-------- Information shown --------

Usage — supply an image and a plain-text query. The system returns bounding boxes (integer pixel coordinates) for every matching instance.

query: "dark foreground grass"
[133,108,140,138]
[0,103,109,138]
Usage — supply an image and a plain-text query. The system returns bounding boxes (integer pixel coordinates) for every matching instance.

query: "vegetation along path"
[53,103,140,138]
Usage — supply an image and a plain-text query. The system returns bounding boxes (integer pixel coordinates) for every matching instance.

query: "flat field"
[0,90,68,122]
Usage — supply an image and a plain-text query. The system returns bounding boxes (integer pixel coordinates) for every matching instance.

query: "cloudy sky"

--------

Quote all of the rows above verbatim, keeping every line in its original order.

● Written answer:
Usage — supply an image and a plain-text query. The system returns bounding boxes (integer pixel coordinates) for every matching instance.

query: "dark foreground grass"
[133,108,140,138]
[0,103,109,138]
Usage — supply an image and a plain-text query. The system returns bounding boxes (integer pixel coordinates) for every matching instance.

query: "vegetation along path"
[53,103,140,138]
Usage — supply an image and a plain-text query. The system returns bounding boxes (integer pixel coordinates) for every matching instance.

query: "flat field"
[0,90,68,122]
Usage — supply an image and a plain-text query. The system returns bounding boxes (integer pixel coordinates) for every matching instance.

query: "cloudy sky"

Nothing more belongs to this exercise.